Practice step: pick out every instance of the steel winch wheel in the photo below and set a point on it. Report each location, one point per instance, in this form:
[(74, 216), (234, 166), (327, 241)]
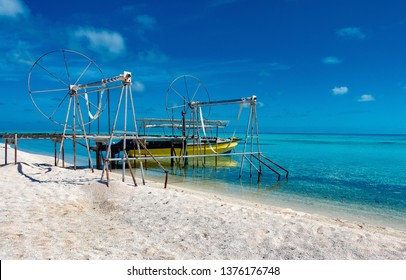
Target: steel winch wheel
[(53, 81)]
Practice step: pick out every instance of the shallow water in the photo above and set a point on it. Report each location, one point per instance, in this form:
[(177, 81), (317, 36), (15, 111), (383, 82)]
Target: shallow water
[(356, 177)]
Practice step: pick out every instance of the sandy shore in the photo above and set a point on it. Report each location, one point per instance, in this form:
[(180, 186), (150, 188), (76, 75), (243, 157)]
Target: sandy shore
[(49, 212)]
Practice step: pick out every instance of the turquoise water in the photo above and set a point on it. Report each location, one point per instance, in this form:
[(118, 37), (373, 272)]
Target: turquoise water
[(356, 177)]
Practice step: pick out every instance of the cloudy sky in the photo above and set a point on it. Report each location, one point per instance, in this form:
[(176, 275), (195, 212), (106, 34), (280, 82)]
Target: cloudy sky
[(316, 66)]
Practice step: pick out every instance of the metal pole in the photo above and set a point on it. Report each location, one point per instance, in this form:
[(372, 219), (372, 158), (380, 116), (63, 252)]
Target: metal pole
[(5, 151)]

...

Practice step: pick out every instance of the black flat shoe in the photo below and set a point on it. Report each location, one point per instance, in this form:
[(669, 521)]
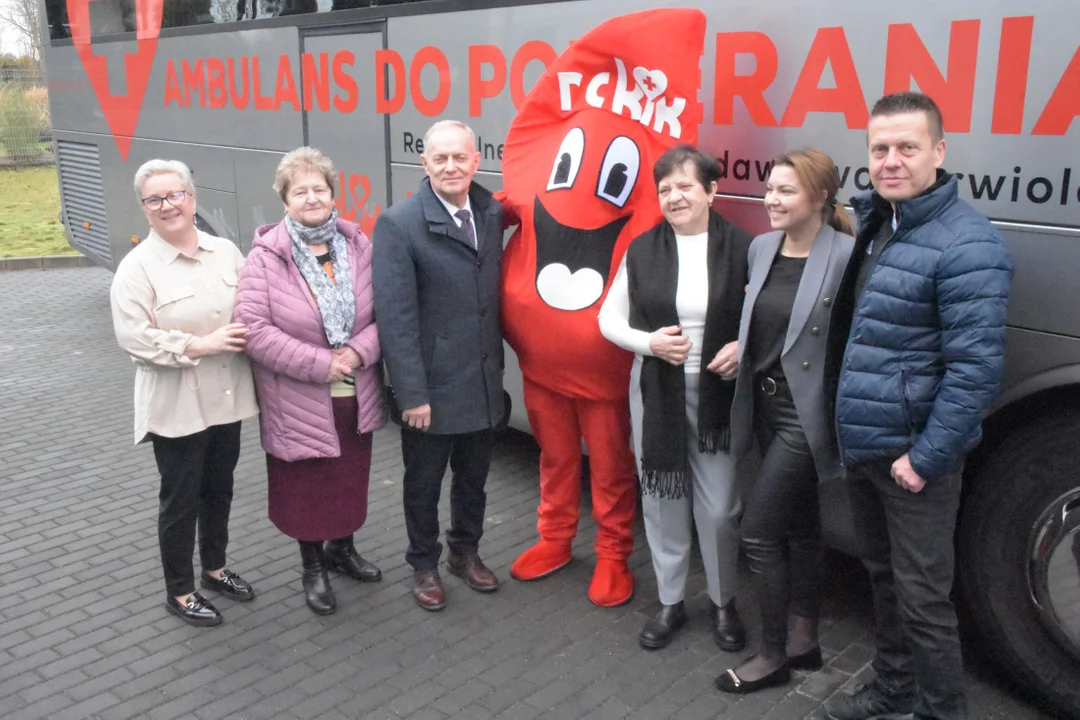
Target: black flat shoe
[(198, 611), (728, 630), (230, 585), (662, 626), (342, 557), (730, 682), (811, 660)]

DESCRIPTION OF THE TASK: The answer must consist of each line from the data that includes the string "above".

TASK OUTPUT:
Practice step: pick out every instance of the shallow water in the photo above and set a point on it. Report each location, one point per instance, in this form:
Practice step: pick out every instance of the sandy shore in the photo above and set a point on it. Report each location, one point per instance, in this form:
Practice step: pick out every instance of the turquoise water in the photo above and set a point on it. Report each location, one point per instance, in this form:
Practice step: pick out every instance of the cloudy sky in the photo above and set a point on it. Report each location, one point per instance, in this form:
Practice step: pick out every instance of the metal pole in the photo above and set a point on it. Report each location, one point per instance, in this form:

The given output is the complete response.